→ **Aim of the exercise**
Transcribe every line of the listing below without any deviation.

━━━ Source data

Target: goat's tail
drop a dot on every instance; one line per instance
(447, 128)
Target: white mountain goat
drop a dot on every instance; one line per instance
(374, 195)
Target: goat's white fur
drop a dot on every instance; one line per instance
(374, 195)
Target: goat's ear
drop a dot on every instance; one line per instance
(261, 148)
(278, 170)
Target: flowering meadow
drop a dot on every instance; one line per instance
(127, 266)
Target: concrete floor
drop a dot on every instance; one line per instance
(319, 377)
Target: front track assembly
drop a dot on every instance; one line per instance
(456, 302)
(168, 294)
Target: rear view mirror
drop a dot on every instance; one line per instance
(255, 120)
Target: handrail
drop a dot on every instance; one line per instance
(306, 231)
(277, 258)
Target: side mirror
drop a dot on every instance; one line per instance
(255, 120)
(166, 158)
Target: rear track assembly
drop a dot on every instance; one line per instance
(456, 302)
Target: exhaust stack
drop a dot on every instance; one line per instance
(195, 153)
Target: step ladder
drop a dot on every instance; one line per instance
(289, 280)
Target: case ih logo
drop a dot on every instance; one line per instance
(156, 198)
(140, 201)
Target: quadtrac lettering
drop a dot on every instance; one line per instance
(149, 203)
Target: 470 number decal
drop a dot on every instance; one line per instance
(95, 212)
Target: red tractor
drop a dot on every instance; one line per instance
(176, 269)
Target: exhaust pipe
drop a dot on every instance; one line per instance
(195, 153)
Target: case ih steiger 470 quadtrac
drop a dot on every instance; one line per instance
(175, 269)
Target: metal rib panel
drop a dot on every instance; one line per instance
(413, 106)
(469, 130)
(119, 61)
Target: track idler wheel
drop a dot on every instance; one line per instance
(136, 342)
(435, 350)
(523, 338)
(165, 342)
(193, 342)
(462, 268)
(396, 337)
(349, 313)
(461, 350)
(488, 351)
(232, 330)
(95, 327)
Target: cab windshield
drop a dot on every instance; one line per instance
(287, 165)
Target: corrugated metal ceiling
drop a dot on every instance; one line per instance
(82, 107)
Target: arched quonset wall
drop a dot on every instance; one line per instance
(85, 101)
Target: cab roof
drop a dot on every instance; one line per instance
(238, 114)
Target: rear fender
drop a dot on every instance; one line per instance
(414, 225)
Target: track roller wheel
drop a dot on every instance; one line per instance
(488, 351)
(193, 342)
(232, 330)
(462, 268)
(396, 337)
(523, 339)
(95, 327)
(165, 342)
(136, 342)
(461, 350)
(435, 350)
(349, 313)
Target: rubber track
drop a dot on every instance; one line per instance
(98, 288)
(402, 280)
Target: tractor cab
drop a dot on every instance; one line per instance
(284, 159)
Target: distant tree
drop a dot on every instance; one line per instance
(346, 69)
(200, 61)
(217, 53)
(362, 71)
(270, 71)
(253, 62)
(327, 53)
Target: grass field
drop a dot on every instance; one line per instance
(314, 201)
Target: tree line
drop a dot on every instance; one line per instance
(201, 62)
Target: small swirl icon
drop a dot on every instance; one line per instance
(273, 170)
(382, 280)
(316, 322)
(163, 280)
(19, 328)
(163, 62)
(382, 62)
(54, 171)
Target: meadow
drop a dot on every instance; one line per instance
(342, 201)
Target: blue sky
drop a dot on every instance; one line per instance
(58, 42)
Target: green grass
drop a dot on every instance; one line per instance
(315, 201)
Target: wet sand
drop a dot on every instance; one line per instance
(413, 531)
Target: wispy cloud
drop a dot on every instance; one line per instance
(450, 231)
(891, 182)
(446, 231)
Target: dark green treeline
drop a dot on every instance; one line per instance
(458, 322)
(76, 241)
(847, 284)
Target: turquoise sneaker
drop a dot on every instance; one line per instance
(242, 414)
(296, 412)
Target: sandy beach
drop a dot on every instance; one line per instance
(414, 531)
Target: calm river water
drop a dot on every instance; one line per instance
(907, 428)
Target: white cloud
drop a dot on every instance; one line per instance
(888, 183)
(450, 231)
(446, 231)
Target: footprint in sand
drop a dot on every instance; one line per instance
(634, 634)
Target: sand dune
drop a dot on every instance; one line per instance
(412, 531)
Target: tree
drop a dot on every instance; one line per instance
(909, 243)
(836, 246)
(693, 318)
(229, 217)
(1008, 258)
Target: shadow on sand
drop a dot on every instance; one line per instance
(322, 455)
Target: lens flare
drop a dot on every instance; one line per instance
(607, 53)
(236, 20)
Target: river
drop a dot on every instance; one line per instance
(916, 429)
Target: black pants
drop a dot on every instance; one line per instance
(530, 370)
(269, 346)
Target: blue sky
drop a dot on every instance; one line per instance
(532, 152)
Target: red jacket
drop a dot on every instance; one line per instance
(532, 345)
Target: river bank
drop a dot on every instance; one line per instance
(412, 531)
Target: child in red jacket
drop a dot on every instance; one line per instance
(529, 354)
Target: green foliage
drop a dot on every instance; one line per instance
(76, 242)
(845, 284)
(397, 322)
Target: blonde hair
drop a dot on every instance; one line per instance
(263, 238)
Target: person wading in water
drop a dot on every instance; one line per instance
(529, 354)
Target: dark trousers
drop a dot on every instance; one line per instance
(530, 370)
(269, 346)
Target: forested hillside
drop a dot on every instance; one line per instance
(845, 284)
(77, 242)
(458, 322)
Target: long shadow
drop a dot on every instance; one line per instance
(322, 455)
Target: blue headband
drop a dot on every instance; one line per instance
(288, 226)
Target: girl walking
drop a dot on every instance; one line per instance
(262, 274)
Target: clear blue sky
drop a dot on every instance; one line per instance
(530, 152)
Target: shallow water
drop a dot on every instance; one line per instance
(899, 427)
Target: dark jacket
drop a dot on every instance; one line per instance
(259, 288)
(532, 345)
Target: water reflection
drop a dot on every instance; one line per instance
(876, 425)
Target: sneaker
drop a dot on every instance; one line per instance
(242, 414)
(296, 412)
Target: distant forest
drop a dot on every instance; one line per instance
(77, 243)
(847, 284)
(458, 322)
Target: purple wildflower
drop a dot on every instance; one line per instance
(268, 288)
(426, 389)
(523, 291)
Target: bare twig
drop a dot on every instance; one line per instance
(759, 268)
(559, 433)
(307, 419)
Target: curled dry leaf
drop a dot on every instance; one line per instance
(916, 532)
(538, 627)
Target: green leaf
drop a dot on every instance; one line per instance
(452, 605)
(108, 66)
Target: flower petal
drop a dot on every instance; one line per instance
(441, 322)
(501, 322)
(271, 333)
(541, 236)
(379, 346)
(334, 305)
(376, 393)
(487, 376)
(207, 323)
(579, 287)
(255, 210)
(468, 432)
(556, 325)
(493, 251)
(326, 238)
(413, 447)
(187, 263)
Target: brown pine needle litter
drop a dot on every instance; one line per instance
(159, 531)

━━━━━━

→ **Task result**
Target: goat's tail
drop a dot on every instance; one line per instance
(447, 128)
Target: white mountain goat
drop a dot on every instance; one line per instance
(374, 195)
Target: goat's white fur
drop a dot on every instance; one line per instance
(374, 195)
Target: goat's ear
drop a dot on every instance; one line per instance
(261, 148)
(278, 170)
Target: flowering meadow
drop a dot on every instance; one line per instance
(127, 266)
Target: concrete floor
drop a dot on every instance; one line per instance
(319, 377)
Target: front track assembly
drop a dot on every instance; one line per instance
(456, 302)
(168, 294)
Target: rear view mirror
drop a dot on every instance; one line per instance
(255, 120)
Target: handrail
drop a dot on every instance; one line per instance
(306, 231)
(277, 258)
Target: side mirror
drop a dot on every instance; one line per instance
(255, 120)
(166, 158)
Target: rear track assembly
drop a dot on every instance; one line per instance
(456, 302)
Target: exhaust stack
drop a dot on every instance; one line per instance
(195, 153)
Target: step ladder
drop a dot on every instance; one line per instance
(289, 280)
Target: case ih logo
drop a dot on every instance; one line per instance
(156, 198)
(140, 201)
Target: quadtrac lettering
drop a dot on every instance; one line per instance
(149, 203)
Target: 470 number decal
drop a dot on every instance; one line per instance
(95, 212)
Target: red tractor
drop a dot on every instance; one line per instance
(176, 269)
Target: exhaust pipe
drop a dot on every instance; one line per instance
(195, 153)
Target: case ih steiger 470 quadtrac
drop a dot on every instance; one line per instance
(175, 269)
Target: metal rib panel
drop a dot on every instance; one line per instance
(413, 106)
(469, 130)
(119, 61)
Target: track idler wheel
drop a dot on every instance; one line per instance
(136, 342)
(435, 350)
(523, 338)
(165, 342)
(193, 342)
(462, 268)
(396, 337)
(349, 313)
(461, 350)
(488, 351)
(232, 330)
(95, 327)
Target: cab windshield
drop a dot on every instance; one line per instance
(287, 165)
Target: corrugated metal ceiling
drop a dot on every instance; one line per instance
(82, 107)
Target: arched quonset wall
drop a dot on every instance; one line per instance
(85, 101)
Target: cab roof
drop a dot on every instance; one line per instance
(238, 114)
Target: rear fender
drop a dot on every instance; one line per instance
(414, 225)
Target: track roller wheel
drop a dot on every instance; one line per instance
(488, 351)
(193, 342)
(232, 330)
(462, 268)
(396, 337)
(523, 339)
(95, 327)
(165, 342)
(136, 342)
(461, 350)
(435, 350)
(349, 313)
Target: rubber track
drop a dot on every instance; one line per instance
(98, 288)
(402, 280)
Target: tractor cab
drop a dot on every instance; one line per instance
(284, 159)
Target: distant tree
drop a dot on every instance; one line per instance
(346, 69)
(200, 61)
(217, 53)
(362, 71)
(270, 71)
(253, 62)
(327, 53)
Target: grass field
drop a dot on every instance; one line per instance
(314, 201)
Target: tree line
drop a dot on every instance; one line per instance
(201, 62)
Target: small swirl icon
drop a dot on every instance; one line per instance
(273, 170)
(382, 280)
(316, 322)
(163, 280)
(19, 328)
(163, 62)
(382, 62)
(54, 171)
Target: meadow
drop a dot on every instance; one line per instance
(342, 201)
Target: blue sky
drop a dot on every instance; one line per instance
(58, 42)
Target: green grass
drop a dot on every instance; one line per instance
(315, 201)
Target: wet sand
drop a dot on every instance; one line per instance
(413, 531)
Target: wispy cloud
drop a dot on every instance; one line per instance
(450, 231)
(891, 182)
(446, 231)
Target: dark green treeline
drop a dot on every instance; one line per instance
(458, 322)
(76, 241)
(847, 284)
Target: turquoise sneaker
drop a dot on every instance; one line per instance
(242, 414)
(296, 412)
Target: sandy beach
drop a dot on every instance; one line per instance
(414, 531)
Target: calm river water
drop a dot on every instance; one line per instance
(907, 428)
Target: white cloud
drop a dot on every instance; one line per instance
(888, 183)
(450, 231)
(446, 231)
Target: footprint in sand
drop a dot on every instance; one line per instance
(634, 634)
Target: sand dune
drop a dot on every instance; one line per instance
(412, 531)
Target: tree
drop a dot on every instance; one line per instance
(909, 243)
(836, 246)
(693, 318)
(229, 217)
(1008, 258)
Target: shadow on sand
drop a dot on every instance; one line per instance
(322, 455)
Target: lens flare
drop a dot on every instance; one line per instance
(607, 53)
(236, 20)
Target: river
drop a dot on every instance; one line per instance
(916, 429)
Target: black pants
drop a dot on every instance; one line per instance
(530, 370)
(269, 346)
Target: blue sky
drop a dot on every instance; one line per instance
(532, 152)
Target: red jacket
drop a dot on every instance; one line per instance
(532, 345)
Target: river bank
drop a dot on every instance; one line per instance
(412, 531)
Target: child in red jacket
drop a dot on every instance; one line per instance
(529, 354)
Target: green foliage
drop a dot on every instance; one line per instance
(76, 242)
(845, 284)
(397, 322)
Target: blonde hair
drop a dot on every instance; one line per instance
(263, 238)
Target: person wading in water
drop a dot on every instance; one line per instance
(529, 354)
Target: dark trousers
drop a dot on every instance; one line per instance
(530, 370)
(269, 346)
Target: forested hillside
drop a dot on every instance; one line per instance
(845, 284)
(77, 242)
(458, 322)
Target: long shadow
drop a dot on every instance; one line per instance
(322, 455)
Target: blue headband
drop a dot on every instance; one line per instance
(288, 226)
Target: girl walking
drop a dot on every instance; one line per instance
(262, 274)
Target: clear blue sky
drop a dot on every instance; one line per instance
(530, 152)
Target: shallow water
drop a dot on every instance; one line per instance
(899, 427)
Target: dark jacket
drop a dot on every instance; one line per instance
(259, 288)
(532, 345)
Target: water reflection
drop a dot on every instance; one line per instance
(876, 425)
Target: sneaker
drop a dot on every instance; one line per instance
(242, 414)
(296, 412)
Target: distant forest
drop a dot on every instance; one line per instance
(77, 243)
(847, 284)
(458, 322)
Target: purple wildflower
drop a dot on every instance; one line per instance
(268, 288)
(426, 389)
(523, 291)
Target: bare twig
drop a dot on every instance; one line per instance
(759, 268)
(559, 433)
(307, 419)
Target: curled dry leaf
drop a dot on every instance; one line per instance
(916, 532)
(538, 627)
Target: green leaf
drop a dot on every instance; one line per instance
(452, 605)
(108, 66)
Target: flower petal
drop a dot on every instance; one line per instance
(441, 322)
(501, 322)
(271, 333)
(541, 236)
(379, 346)
(334, 305)
(376, 393)
(487, 376)
(207, 323)
(579, 287)
(255, 210)
(468, 432)
(556, 325)
(493, 251)
(326, 238)
(413, 447)
(187, 263)
Target: brown pine needle litter
drop a dot on every instance; one line per instance
(159, 531)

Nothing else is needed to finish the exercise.